What is being asked - Starting at "The thing about" and stopping after "might possibly fail.", copy that passage of the text on Nigerian nostalgia, swapping "a prophet of doom" for "a harbinger of gloom".

Text -
((

The thing about a human being is that he will never be content. Not even by a ransom of Eden. During the weekend, a friend, whom my circle of friends now calls a prophet of doom, has promised that we will one day look back fondly at the “masu-gudu-su-gudu” era. That sounded not only almost offensive but hateful too. The scary thing is that he made this exact forecast in 2015. It is scary and unnerving because that actually came to pass. Back then, you would have better luck convincing the average northerner that a camel can pass through the eye of a needle than you would have convincing them that Buhari might possibly fail.

The Hausa say that whoever remembers yesterday must have had a day today. In recent times, nostalgia has become a Nigerian staple. Who could have believed that one day anyone would want to even recall this yesterday. If you lived in the geographic amalgam called the “core” north, the North West and North East, that is, you would probably be summarily lynched for such a perverse heresy should you so much as insinuate it in public. A few years ago, I saw a large procession of disillusioned youth pleading “Baba Goodluck” to come back in comical singsong. In Sokoto!

But really, that is a good thing. A great milestone! We may not realise this fact is in actual fact a glad tiding – because that actually means that beyond the petty (im)moral compass of our sentiments, we are suddenly able to observe and make sense of objective reality. Your consciousness becomes disabused of the pettiness, realising that some of the people in positions of power we crucify every Tuesday have done a great many good things for us. It means that once that prejudicial veil of human carnal consciousness is lifted, our moral and intellectual compasses are re-calibrated and accordingly optimised for objective and dispassionate judgment.

))

Extracted information -
((

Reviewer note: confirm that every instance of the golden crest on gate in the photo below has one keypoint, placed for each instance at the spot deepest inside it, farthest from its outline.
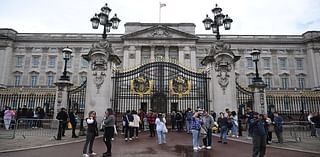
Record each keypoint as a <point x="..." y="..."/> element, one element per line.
<point x="180" y="86"/>
<point x="141" y="86"/>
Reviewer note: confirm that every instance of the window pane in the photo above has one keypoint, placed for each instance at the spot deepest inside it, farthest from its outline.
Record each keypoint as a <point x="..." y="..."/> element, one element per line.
<point x="17" y="80"/>
<point x="283" y="63"/>
<point x="84" y="63"/>
<point x="266" y="63"/>
<point x="249" y="62"/>
<point x="52" y="61"/>
<point x="299" y="63"/>
<point x="284" y="83"/>
<point x="34" y="80"/>
<point x="19" y="61"/>
<point x="301" y="83"/>
<point x="35" y="61"/>
<point x="50" y="81"/>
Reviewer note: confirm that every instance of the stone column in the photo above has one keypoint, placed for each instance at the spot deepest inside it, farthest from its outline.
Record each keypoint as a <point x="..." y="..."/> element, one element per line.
<point x="99" y="82"/>
<point x="152" y="53"/>
<point x="61" y="100"/>
<point x="260" y="103"/>
<point x="222" y="72"/>
<point x="166" y="52"/>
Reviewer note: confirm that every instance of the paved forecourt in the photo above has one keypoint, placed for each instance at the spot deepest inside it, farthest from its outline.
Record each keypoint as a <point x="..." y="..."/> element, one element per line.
<point x="178" y="144"/>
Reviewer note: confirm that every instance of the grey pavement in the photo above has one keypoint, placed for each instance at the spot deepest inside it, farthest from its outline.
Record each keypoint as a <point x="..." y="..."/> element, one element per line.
<point x="310" y="145"/>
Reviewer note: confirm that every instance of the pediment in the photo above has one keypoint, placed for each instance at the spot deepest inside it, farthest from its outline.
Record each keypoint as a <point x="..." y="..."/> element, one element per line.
<point x="159" y="32"/>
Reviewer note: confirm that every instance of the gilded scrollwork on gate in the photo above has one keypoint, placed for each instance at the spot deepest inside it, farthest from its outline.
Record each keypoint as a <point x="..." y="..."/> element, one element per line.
<point x="141" y="86"/>
<point x="180" y="86"/>
<point x="223" y="68"/>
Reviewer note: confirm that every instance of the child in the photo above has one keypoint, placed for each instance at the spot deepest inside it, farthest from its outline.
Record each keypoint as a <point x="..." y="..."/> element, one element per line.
<point x="145" y="123"/>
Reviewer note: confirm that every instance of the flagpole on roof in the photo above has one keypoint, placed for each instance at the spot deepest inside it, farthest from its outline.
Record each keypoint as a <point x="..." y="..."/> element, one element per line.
<point x="160" y="6"/>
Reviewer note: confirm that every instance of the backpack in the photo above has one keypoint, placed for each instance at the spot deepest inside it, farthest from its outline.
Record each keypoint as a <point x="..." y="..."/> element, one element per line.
<point x="179" y="116"/>
<point x="189" y="116"/>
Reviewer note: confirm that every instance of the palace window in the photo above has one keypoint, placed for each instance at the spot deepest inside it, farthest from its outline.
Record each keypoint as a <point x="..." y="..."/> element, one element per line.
<point x="301" y="83"/>
<point x="50" y="80"/>
<point x="19" y="61"/>
<point x="69" y="62"/>
<point x="17" y="81"/>
<point x="283" y="63"/>
<point x="35" y="61"/>
<point x="266" y="63"/>
<point x="268" y="82"/>
<point x="84" y="63"/>
<point x="34" y="80"/>
<point x="249" y="63"/>
<point x="284" y="83"/>
<point x="52" y="62"/>
<point x="299" y="63"/>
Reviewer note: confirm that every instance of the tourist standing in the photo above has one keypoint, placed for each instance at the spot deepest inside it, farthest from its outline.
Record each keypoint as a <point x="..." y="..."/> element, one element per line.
<point x="151" y="121"/>
<point x="223" y="127"/>
<point x="109" y="122"/>
<point x="92" y="132"/>
<point x="316" y="120"/>
<point x="195" y="130"/>
<point x="7" y="117"/>
<point x="73" y="121"/>
<point x="235" y="124"/>
<point x="208" y="123"/>
<point x="62" y="116"/>
<point x="259" y="135"/>
<point x="278" y="126"/>
<point x="136" y="123"/>
<point x="161" y="129"/>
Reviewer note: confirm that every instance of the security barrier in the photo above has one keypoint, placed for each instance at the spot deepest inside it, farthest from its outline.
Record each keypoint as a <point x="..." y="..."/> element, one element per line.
<point x="7" y="133"/>
<point x="37" y="127"/>
<point x="297" y="131"/>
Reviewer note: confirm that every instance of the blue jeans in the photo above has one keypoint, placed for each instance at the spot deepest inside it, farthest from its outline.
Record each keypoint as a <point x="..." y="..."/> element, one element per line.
<point x="161" y="137"/>
<point x="209" y="137"/>
<point x="195" y="138"/>
<point x="223" y="133"/>
<point x="234" y="130"/>
<point x="188" y="126"/>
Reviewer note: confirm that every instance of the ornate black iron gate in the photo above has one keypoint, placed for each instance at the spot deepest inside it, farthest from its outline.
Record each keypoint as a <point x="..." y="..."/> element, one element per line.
<point x="161" y="86"/>
<point x="77" y="98"/>
<point x="244" y="99"/>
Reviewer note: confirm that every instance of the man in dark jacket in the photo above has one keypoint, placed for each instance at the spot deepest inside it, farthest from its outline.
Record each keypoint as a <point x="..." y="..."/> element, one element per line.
<point x="278" y="126"/>
<point x="73" y="121"/>
<point x="62" y="116"/>
<point x="259" y="135"/>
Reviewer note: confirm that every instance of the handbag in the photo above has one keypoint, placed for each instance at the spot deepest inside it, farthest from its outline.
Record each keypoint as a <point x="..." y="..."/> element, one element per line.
<point x="130" y="123"/>
<point x="165" y="130"/>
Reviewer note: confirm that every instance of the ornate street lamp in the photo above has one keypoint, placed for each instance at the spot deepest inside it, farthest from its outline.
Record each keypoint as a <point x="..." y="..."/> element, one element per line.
<point x="66" y="56"/>
<point x="255" y="58"/>
<point x="103" y="19"/>
<point x="218" y="20"/>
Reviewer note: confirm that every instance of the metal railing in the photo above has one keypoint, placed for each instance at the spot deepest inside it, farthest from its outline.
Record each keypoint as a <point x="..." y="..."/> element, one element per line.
<point x="29" y="127"/>
<point x="37" y="127"/>
<point x="297" y="131"/>
<point x="7" y="133"/>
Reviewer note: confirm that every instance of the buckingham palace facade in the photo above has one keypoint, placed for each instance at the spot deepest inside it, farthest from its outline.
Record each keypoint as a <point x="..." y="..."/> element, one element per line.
<point x="35" y="59"/>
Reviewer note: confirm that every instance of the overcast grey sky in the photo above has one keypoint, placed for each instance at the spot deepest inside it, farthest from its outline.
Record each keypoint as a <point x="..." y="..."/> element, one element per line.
<point x="257" y="17"/>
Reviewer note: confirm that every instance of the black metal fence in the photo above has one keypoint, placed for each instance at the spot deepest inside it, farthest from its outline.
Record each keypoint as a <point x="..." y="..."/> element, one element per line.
<point x="293" y="105"/>
<point x="162" y="86"/>
<point x="28" y="98"/>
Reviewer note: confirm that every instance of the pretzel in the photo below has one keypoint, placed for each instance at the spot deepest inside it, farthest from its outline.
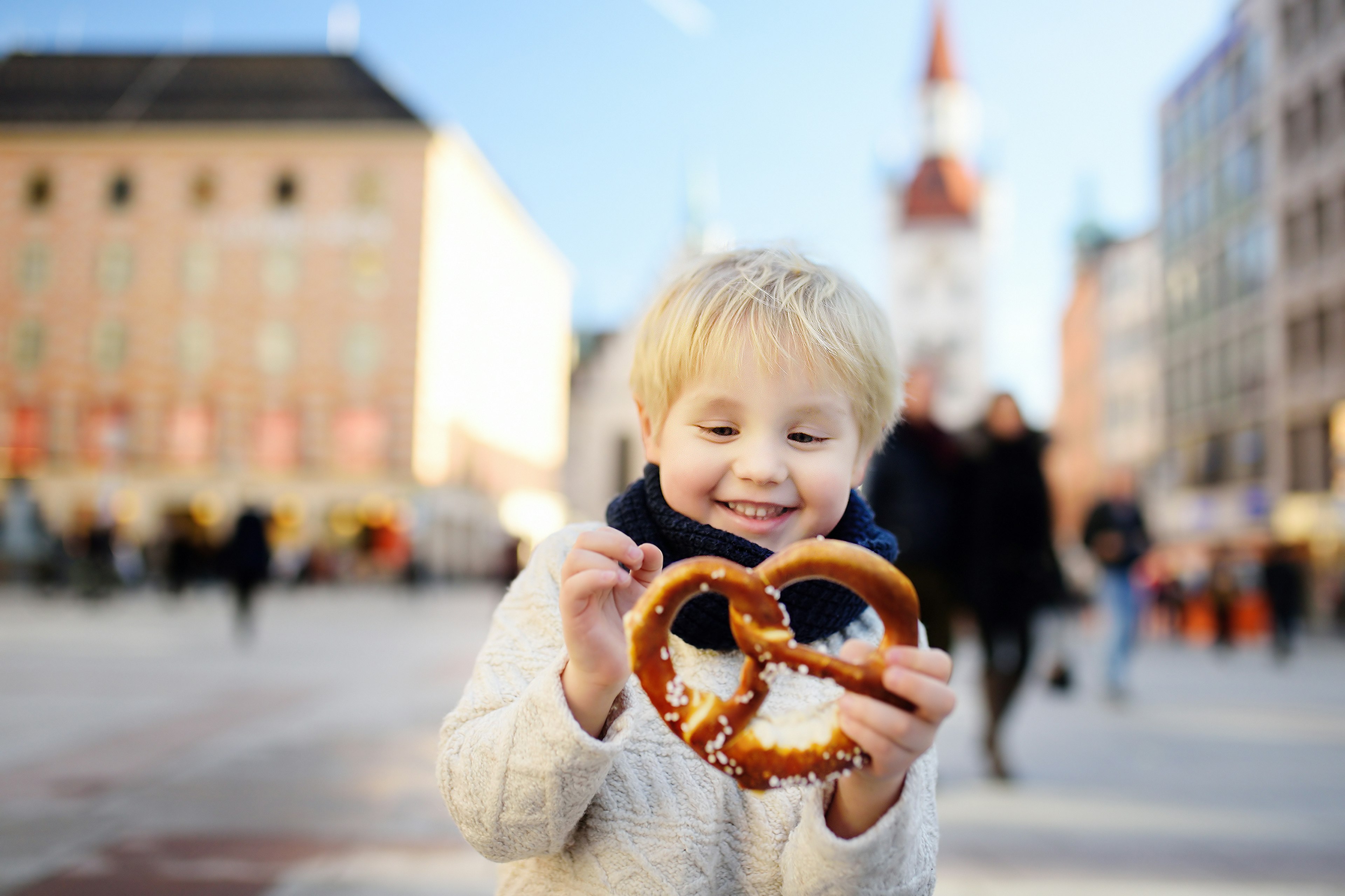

))

Exercise output -
The thing about a human being is that he will never be content. Not even by a ransom of Eden. During the weekend, a friend, whom my circle of friends now calls a harbinger of gloom, has promised that we will one day look back fondly at the “masu-gudu-su-gudu” era. That sounded not only almost offensive but hateful too. The scary thing is that he made this exact forecast in 2015. It is scary and unnerving because that actually came to pass. Back then, you would have better luck convincing the average northerner that a camel can pass through the eye of a needle than you would have convincing them that Buhari might possibly fail.